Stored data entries
——————————
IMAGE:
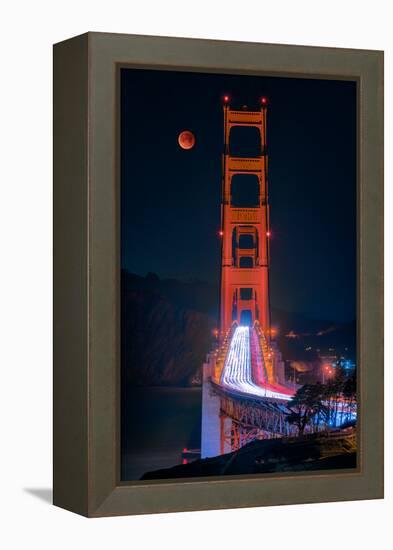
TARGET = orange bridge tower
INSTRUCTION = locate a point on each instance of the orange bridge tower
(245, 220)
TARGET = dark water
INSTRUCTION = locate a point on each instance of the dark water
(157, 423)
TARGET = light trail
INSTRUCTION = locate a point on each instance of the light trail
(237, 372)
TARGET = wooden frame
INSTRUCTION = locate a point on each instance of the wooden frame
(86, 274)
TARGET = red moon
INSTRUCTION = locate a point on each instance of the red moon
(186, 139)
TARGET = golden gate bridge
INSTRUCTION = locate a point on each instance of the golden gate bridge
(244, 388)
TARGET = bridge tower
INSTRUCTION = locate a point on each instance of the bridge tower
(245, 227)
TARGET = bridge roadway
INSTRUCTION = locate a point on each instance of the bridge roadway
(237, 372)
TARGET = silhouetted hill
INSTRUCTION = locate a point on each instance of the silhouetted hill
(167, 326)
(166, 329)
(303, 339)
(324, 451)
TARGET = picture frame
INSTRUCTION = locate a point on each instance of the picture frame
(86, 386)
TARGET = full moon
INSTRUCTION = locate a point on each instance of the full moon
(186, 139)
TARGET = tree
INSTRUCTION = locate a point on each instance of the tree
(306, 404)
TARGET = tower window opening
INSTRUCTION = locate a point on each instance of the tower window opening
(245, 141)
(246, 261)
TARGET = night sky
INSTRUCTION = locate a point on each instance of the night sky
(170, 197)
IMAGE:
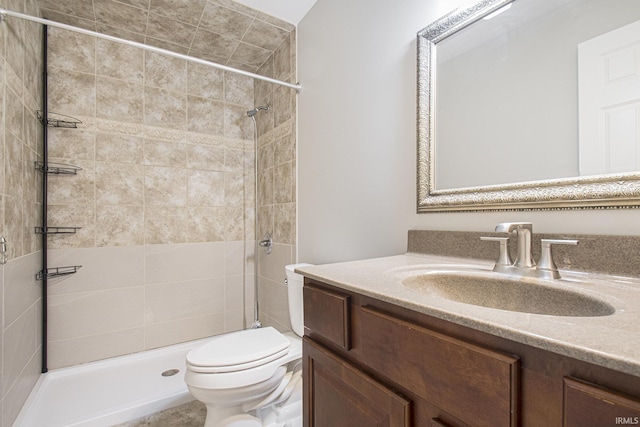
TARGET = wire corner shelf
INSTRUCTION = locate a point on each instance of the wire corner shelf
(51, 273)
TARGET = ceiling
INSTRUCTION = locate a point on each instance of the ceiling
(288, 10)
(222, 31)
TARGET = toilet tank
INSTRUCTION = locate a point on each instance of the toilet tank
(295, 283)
——————————
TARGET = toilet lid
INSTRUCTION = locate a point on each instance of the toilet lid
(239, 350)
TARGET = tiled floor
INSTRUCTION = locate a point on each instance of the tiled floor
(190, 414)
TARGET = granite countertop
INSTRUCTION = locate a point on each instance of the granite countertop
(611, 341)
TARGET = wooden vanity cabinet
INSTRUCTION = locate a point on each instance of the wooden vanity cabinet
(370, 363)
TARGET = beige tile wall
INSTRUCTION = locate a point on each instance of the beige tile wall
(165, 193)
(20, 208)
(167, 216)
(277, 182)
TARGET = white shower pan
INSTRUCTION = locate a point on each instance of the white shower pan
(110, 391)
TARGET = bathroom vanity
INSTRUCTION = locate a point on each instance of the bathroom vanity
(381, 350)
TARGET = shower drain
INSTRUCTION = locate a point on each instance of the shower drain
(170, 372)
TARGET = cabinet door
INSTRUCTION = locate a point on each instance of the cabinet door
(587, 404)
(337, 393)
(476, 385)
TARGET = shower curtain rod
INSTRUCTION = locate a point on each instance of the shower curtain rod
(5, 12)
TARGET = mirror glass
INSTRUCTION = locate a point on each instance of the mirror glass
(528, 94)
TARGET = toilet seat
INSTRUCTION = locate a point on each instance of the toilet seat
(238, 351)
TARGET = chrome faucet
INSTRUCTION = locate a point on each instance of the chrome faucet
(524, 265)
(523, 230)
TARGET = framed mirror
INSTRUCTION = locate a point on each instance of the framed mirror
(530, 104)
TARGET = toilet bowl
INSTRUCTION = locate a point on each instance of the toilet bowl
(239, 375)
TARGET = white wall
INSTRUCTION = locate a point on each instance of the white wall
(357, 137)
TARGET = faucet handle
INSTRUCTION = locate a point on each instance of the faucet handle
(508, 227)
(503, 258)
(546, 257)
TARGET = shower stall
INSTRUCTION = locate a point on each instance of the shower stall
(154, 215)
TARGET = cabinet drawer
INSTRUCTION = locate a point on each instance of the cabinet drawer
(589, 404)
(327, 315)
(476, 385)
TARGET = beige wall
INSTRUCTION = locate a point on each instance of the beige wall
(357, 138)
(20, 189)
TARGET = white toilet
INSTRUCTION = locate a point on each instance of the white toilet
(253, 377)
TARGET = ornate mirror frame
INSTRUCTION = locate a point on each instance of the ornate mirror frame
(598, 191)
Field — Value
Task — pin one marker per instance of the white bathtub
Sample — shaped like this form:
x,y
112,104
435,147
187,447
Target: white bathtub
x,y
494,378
——————————
EXERCISE DETAILS: Once you find the line with "INSTRUCTION = locate a point on each instance of the silhouetted" in the entries above, output it and each line after it up to and including the line with "TARGET = tree", and nothing else.

TASK OUTPUT:
INSTRUCTION = locate a point on each instance of the silhouetted hill
(167, 326)
(166, 329)
(303, 339)
(324, 451)
TARGET = picture frame
INSTRUCTION = locate a point on each instance of the picture frame
(86, 386)
TARGET = full moon
INSTRUCTION = locate a point on each instance of the full moon
(186, 139)
TARGET = tree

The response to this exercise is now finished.